WHAT THE EXERCISE ASKS
Transcribe exactly everything in the data below from the line containing "Task: put a single marker on each instance of the palm" down to the line containing "Task: put a single marker on each instance of the distant", both lines included and nothing further.

SUPPLIED MATERIAL
-*-

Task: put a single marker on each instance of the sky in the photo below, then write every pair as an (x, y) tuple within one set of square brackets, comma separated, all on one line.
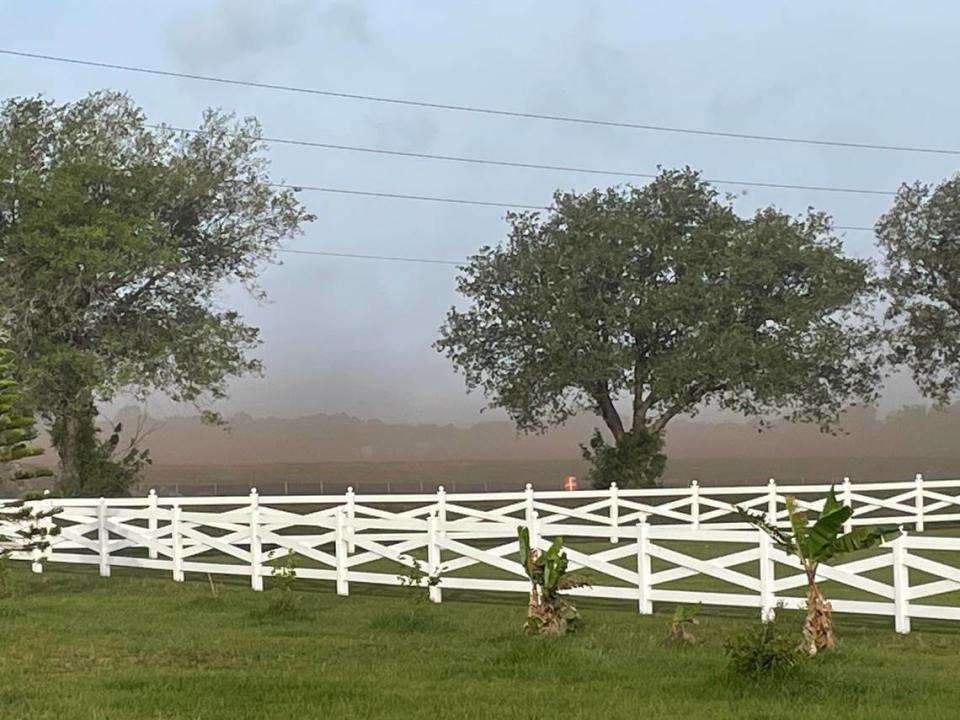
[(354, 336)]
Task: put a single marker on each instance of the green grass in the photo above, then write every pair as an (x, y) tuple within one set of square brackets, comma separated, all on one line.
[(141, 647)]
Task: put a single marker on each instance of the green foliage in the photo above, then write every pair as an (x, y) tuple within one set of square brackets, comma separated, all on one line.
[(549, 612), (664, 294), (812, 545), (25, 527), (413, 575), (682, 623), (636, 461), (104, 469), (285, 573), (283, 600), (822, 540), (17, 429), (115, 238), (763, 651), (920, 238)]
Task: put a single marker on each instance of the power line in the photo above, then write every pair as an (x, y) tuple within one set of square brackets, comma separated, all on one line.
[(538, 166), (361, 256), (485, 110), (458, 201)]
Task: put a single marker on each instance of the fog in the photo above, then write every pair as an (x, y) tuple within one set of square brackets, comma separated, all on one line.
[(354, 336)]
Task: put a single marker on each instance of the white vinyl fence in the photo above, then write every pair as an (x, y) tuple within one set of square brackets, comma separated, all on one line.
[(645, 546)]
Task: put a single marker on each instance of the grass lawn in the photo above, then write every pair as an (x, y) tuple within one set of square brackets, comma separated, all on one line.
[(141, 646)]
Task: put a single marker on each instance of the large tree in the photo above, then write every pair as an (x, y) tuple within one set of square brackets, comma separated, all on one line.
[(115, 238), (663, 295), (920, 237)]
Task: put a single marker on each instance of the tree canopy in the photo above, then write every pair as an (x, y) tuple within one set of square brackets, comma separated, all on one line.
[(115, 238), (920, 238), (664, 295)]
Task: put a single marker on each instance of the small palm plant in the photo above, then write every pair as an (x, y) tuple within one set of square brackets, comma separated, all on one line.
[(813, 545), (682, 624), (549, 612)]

-*-

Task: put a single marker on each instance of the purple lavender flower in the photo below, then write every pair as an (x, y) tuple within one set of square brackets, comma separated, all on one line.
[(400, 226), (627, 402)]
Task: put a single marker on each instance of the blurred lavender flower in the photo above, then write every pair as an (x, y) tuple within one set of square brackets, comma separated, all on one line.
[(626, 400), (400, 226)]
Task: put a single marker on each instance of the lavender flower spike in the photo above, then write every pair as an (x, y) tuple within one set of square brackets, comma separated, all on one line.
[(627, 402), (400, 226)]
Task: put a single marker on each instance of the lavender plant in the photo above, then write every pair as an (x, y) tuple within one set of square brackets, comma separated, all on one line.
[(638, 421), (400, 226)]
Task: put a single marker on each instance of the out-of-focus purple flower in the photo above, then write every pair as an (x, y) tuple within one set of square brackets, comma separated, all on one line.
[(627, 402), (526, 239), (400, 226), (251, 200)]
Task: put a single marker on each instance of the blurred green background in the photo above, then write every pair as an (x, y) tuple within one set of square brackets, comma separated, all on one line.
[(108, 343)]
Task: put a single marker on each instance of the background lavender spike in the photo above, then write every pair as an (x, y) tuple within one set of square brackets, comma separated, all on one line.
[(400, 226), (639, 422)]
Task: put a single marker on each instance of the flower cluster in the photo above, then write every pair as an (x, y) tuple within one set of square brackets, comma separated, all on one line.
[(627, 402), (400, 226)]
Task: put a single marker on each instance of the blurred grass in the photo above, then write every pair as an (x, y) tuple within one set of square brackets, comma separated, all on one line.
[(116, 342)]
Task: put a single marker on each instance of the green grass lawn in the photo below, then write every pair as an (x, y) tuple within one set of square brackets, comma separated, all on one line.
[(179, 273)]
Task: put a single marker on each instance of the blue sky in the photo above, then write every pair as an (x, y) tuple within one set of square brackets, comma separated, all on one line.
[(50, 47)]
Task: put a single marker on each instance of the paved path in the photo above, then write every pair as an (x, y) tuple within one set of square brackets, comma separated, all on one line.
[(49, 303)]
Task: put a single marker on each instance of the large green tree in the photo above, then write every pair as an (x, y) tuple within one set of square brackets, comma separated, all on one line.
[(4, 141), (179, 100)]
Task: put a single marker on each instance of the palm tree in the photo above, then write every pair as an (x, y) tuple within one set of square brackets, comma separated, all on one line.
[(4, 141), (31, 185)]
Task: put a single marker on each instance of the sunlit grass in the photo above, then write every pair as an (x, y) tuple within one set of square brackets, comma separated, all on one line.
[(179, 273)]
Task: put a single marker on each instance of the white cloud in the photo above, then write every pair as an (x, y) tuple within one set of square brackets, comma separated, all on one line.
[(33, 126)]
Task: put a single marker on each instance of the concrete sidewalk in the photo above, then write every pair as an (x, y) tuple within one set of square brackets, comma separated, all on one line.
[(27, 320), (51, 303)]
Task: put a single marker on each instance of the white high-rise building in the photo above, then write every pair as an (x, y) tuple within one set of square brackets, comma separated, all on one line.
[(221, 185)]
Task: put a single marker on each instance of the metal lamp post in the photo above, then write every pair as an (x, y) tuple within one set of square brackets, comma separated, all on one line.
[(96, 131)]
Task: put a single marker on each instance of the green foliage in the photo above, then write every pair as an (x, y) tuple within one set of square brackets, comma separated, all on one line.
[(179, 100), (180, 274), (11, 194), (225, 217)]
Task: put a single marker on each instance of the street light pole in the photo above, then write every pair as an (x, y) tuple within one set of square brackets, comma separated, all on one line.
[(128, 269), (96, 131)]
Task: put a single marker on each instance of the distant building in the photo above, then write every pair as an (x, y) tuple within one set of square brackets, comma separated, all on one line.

-*-

SOLUTION
Task: put a single marker on each instance of the palm tree in the photo above, then write every pair as an (x, y) tuple within one set of square brackets, comma separated, all on one line.
[(4, 141), (31, 185)]
Task: put a single marker on each instance of the sunlit grass in the photo above, then write every pair as an (x, y) tuple within one set of square brackets, comma separated, all on one line.
[(179, 273)]
Task: put a single marker on each instance of the white cloud in the photo above, then write every pair as an (x, y) tuple within one set of square brackets, comma separated, all on one line.
[(33, 126)]
Task: put a single marker on each instance of the concrete sidewalk in the photo above, then write every pair as an (x, y) tuple within one set of square brackets, comma separated, all on one line.
[(27, 320), (51, 303)]
Task: put a single marker on each instance of the white high-rise building in the photo above, then write every pair as an (x, y) tuple within one set of square brackets, comma separated, all on one line.
[(221, 185)]
Task: put a single marker on each instance of the metal lamp post in the photo above, then write every pair as an (x, y) tuple within one set of square brackets, comma separated, all on one line.
[(96, 131)]
Task: put a single marker on each instance of the green foliage in the photo above, then write every pair as an (x, y) tuple within one set of square brackets, comma separated, all on one line.
[(179, 100), (180, 274), (11, 194), (225, 217)]
Task: put a single marker on each instance of the street light pole in the photo above, then write every pair as an (x, y) tuple within one set of square brackets, comma separated, all on one line.
[(128, 269), (96, 131)]
Task: put a single marker on each instance of the distant building in the photo above, then write every pair as an (x, y) tuple within one set of square brackets, comma separated, all on one line.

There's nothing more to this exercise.